In the text about Greek Muslims, what date is given for the upcoming regional elections in Greece?

* _TEXT SHOWN_:
• • •

Although new Greek Muslims may be greeted with some surprises in Athens and around Greece, the fact is that they are also approached with democratic maturity. Left Coalition MP Thodoris Dritsas notes that Greek Muslims have formed an important bridge between minority and immigrant communities and other sections of the Greek community and that “they could well be a great and positive channel of communication between the Greek state and other Muslims.” Dritsas stresses that Muslim Greek citizens have equal rights as all other Greek citizens but that immigrants to Greece have a more difficult time making their way, especially within the state. Immigrants will have, for the first time, some limited and conditional voting rights in the upcoming Nov. 7 regional elections in Greece. He adds: “We can really say that the Greek state has quite a democratic constitution. It includes all sorts of factors that extol tolerance towards other religions.”

• • •

* _DATASET EXTRACT_:
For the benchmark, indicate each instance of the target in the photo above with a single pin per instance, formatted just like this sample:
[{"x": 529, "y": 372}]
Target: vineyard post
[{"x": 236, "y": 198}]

• • •

* _PROBLEM SOLUTION_:
Nov. 7